--- TEXT SECTION Enclosed Below ---

Abstract
Self-inflicted injury, the most common form of intentional injury, disproportionately affects low-income countries, but is poorly described in this setting. This retrospective review of the 2008–2018 trauma registry at a referral hospital in Malawi included all victims of intentional injury ≥10 years. Self-inflicted injuries were compared to assaults. The primary outcome was in-hospital mortality. Common mechanisms of self-inflicted injuries were fall from height, poisoning, and penetrating injury. In-hospital mortality from self-inflicted injury was 8.8% vs. 1.9% for assault. Those who died from self-inflicted injury were more often older (median 34 vs. 26 years, p < 0.001), male (91.9% vs. 67.8%, p < 0.001), unemployed (32.8% vs. 6.4%, p < 0.001), and most commonly died by hanging (60%). The odds of in-hospital mortality after self-inflicted injury was four times assault (OR 4.0 [95% CI 1.4–11.5], p = 0.01). The trauma registry proved useful for describing self-inflicted injury in this setting.
Introduction
Injury is a leading cause of death and disability worldwide. While injury-related mortality has emerged as a growing global public health priority, unintentional injuries, such as road traffic injuries, drowning, and falls, have remained the focus of such efforts. 1 However, intentional injuries account for one-third of all injuries worldwide. 2 Furthermore, the burden of intentional injuries is disproportionately borne by those living in low- and middle-income countries (LMICs). 3 Intentional injuries are classified as self-inflicted, including self-harm and suicide; interpersonal violence, such as family and intimate partner violence; and collective violence, such as armed conflict. 4 Despite being primarily underreported, self-inflicted injuries account for over half of all intentional trauma worldwide. 5
Suicide is responsible for an estimated 800,000 global deaths annually and is the second leading cause of death in young people aged 15–29 years. 6 In high-income countries (HICs), firearms are the most common method of suicide, whereas hanging and poisoning are more frequent in LMICs. 3 Even more common than suicide is non-fatal self-inflicted injury, with incidence rates of 20–30 fold higher than suicide. 7 Self-inflicted injury results from a complex interrelationship between biological, psychological, and socioeconomic factors. Mental health disorders, particularly depression, psychosis, and substance use disorders, are well-documented risk factors for self-injurious behaviour.8,9 In addition to psychiatric disorders, socioeconomic and cultural factors play a prominent role in self-inflicted injury. In sub-Saharan Africa (SSA), social and cultural factors such as displacement in times of conflict, prior experiences of violence or abuse, and feelings of oppression due to stringent societal and religious norms are risk factors cited for self-injurious behaviour in this setting. 10
There is a lack of data from SSA regarding the epidemiology and outcomes of self-inflicted injury. There is a common perception that suicide rates are low in SSA; however, the true magnitude of self-inflicted injury in this region is unknown owing to the lack of reliable data collection and stigma surrounding reporting. While there are several barriers to systematic data collection on mental health in resource-limited settings, self-inflicted injury in the context of trauma provides a unique opportunity for leverage of existing resources. To fill the gap in knowledge on suicide and suicidal behaviour in a resource-limited setting, we evaluated self-harm through the lens of traumatic injury. The aims of our study were to evaluate the demographic and clinical characteristics, outcomes, and predicted in-hospital mortality associated with self-inflicted injury at a tertiary care centre in Lilongwe, Malawi.

--- End of Enclosed TEXT SECTION ---
--- PROVIDED RECORDS Enclosed Below ---

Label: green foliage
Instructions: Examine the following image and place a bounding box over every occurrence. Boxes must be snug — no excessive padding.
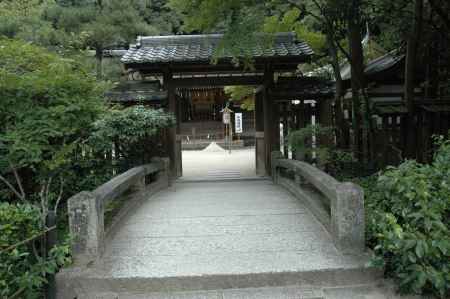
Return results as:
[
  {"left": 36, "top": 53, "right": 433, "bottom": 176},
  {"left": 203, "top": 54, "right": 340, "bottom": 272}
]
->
[
  {"left": 365, "top": 141, "right": 450, "bottom": 298},
  {"left": 89, "top": 106, "right": 175, "bottom": 170},
  {"left": 224, "top": 85, "right": 255, "bottom": 111},
  {"left": 287, "top": 125, "right": 356, "bottom": 179},
  {"left": 0, "top": 39, "right": 104, "bottom": 192},
  {"left": 0, "top": 203, "right": 70, "bottom": 298}
]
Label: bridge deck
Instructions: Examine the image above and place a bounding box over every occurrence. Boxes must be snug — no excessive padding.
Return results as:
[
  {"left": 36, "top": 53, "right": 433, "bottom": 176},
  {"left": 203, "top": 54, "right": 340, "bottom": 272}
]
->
[{"left": 102, "top": 180, "right": 366, "bottom": 287}]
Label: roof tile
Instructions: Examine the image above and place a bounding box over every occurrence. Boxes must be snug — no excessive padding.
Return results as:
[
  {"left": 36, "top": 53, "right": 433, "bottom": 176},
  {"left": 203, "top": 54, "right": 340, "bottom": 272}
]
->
[{"left": 122, "top": 33, "right": 313, "bottom": 64}]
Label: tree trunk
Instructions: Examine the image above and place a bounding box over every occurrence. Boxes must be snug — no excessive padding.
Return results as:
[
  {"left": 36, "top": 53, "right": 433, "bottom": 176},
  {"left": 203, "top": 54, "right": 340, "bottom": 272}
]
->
[
  {"left": 327, "top": 32, "right": 348, "bottom": 148},
  {"left": 348, "top": 0, "right": 368, "bottom": 162},
  {"left": 95, "top": 49, "right": 103, "bottom": 80},
  {"left": 404, "top": 0, "right": 423, "bottom": 158}
]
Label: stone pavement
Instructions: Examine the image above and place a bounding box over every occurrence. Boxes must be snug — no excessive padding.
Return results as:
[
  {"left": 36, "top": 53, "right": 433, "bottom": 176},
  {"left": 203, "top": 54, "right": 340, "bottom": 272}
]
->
[{"left": 59, "top": 179, "right": 381, "bottom": 299}]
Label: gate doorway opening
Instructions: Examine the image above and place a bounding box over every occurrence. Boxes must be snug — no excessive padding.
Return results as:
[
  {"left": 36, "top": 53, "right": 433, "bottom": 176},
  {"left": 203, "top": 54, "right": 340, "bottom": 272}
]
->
[{"left": 176, "top": 86, "right": 256, "bottom": 180}]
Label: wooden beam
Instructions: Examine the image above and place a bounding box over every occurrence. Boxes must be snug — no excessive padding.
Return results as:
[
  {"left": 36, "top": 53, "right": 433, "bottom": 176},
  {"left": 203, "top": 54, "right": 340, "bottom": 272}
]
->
[{"left": 172, "top": 76, "right": 264, "bottom": 88}]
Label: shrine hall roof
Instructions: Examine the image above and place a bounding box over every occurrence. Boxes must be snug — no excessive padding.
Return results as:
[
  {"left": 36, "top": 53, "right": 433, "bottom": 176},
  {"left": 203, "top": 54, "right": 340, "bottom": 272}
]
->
[{"left": 122, "top": 32, "right": 314, "bottom": 64}]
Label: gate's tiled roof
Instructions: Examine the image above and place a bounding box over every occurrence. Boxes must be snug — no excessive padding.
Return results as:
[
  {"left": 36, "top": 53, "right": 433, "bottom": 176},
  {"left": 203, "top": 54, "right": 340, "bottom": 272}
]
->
[{"left": 122, "top": 33, "right": 313, "bottom": 64}]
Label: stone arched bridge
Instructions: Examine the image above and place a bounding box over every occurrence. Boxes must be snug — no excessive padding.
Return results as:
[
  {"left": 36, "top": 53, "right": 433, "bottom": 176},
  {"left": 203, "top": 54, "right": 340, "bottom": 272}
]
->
[{"left": 57, "top": 153, "right": 398, "bottom": 299}]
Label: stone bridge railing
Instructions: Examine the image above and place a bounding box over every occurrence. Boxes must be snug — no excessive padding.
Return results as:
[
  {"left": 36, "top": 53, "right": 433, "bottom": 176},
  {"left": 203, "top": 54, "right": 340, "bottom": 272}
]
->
[
  {"left": 68, "top": 158, "right": 170, "bottom": 265},
  {"left": 272, "top": 152, "right": 365, "bottom": 253}
]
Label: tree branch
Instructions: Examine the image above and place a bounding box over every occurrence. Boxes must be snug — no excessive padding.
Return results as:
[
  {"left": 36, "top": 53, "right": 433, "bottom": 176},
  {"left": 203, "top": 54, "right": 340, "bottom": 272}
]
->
[
  {"left": 0, "top": 174, "right": 25, "bottom": 200},
  {"left": 428, "top": 0, "right": 450, "bottom": 30},
  {"left": 8, "top": 161, "right": 25, "bottom": 200},
  {"left": 54, "top": 176, "right": 64, "bottom": 215}
]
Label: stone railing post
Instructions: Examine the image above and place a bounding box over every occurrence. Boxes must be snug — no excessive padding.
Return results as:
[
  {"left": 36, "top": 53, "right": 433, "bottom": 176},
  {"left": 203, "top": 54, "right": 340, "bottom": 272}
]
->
[
  {"left": 270, "top": 151, "right": 283, "bottom": 184},
  {"left": 68, "top": 191, "right": 105, "bottom": 265},
  {"left": 152, "top": 157, "right": 172, "bottom": 187},
  {"left": 331, "top": 183, "right": 365, "bottom": 253}
]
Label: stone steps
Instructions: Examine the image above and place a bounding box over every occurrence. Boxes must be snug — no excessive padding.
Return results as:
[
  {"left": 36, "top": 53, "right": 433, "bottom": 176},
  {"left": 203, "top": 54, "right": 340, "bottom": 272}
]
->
[
  {"left": 58, "top": 268, "right": 382, "bottom": 299},
  {"left": 57, "top": 180, "right": 382, "bottom": 299},
  {"left": 71, "top": 280, "right": 431, "bottom": 299}
]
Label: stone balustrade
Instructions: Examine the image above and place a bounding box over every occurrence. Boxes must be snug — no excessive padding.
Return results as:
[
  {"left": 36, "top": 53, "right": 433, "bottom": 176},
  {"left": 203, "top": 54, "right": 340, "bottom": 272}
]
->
[
  {"left": 272, "top": 152, "right": 365, "bottom": 253},
  {"left": 68, "top": 158, "right": 171, "bottom": 265}
]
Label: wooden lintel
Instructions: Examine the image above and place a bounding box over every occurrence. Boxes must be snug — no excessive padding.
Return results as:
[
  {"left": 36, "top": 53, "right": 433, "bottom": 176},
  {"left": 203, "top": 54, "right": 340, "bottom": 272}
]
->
[{"left": 171, "top": 76, "right": 264, "bottom": 88}]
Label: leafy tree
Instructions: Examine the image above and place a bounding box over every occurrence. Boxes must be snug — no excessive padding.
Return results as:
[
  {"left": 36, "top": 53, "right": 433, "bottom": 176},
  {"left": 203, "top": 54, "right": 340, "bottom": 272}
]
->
[
  {"left": 0, "top": 39, "right": 104, "bottom": 213},
  {"left": 225, "top": 85, "right": 255, "bottom": 111},
  {"left": 46, "top": 0, "right": 158, "bottom": 79},
  {"left": 88, "top": 105, "right": 175, "bottom": 172}
]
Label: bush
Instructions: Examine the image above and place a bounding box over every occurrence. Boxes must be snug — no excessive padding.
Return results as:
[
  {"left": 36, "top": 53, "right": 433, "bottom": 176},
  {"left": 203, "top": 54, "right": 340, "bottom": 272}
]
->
[
  {"left": 0, "top": 203, "right": 70, "bottom": 298},
  {"left": 89, "top": 105, "right": 175, "bottom": 172},
  {"left": 362, "top": 138, "right": 450, "bottom": 298}
]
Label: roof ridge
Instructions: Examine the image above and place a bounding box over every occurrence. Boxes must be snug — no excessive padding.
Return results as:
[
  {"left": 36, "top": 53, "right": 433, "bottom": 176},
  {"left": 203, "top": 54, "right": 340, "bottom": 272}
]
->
[{"left": 137, "top": 32, "right": 296, "bottom": 48}]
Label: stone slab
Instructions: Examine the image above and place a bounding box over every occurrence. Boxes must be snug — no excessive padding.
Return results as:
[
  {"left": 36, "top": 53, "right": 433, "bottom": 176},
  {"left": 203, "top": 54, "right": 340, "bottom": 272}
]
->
[{"left": 59, "top": 180, "right": 381, "bottom": 298}]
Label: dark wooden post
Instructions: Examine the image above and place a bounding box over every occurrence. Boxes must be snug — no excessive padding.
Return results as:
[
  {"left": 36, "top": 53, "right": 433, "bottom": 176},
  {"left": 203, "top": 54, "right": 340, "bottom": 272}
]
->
[
  {"left": 317, "top": 98, "right": 334, "bottom": 147},
  {"left": 163, "top": 70, "right": 181, "bottom": 177},
  {"left": 255, "top": 90, "right": 266, "bottom": 176},
  {"left": 281, "top": 102, "right": 289, "bottom": 159},
  {"left": 263, "top": 66, "right": 275, "bottom": 175}
]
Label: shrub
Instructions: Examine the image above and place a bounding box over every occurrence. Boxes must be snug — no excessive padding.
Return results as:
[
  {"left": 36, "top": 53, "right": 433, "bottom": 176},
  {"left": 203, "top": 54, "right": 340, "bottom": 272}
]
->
[
  {"left": 287, "top": 125, "right": 356, "bottom": 179},
  {"left": 0, "top": 203, "right": 70, "bottom": 298},
  {"left": 363, "top": 138, "right": 450, "bottom": 298},
  {"left": 89, "top": 105, "right": 175, "bottom": 172}
]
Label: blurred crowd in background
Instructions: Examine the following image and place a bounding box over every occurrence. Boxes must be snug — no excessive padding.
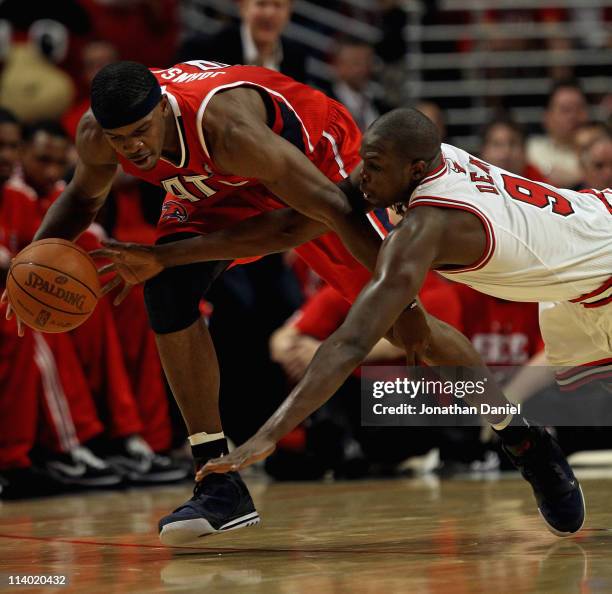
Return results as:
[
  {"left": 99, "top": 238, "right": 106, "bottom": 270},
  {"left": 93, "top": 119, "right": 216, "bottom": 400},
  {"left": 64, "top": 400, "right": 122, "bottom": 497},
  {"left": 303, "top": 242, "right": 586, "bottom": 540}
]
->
[{"left": 0, "top": 0, "right": 612, "bottom": 497}]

--- End of Enclosed PROVIDED RECORDS ---

> _PROBLEM DETAILS_:
In the text on self-inflicted injury in Malawi, what was the in-hospital mortality rate from self-inflicted injury? Answer using only the text, not the entries.

> _SOLVED EXERCISE_:
8.8%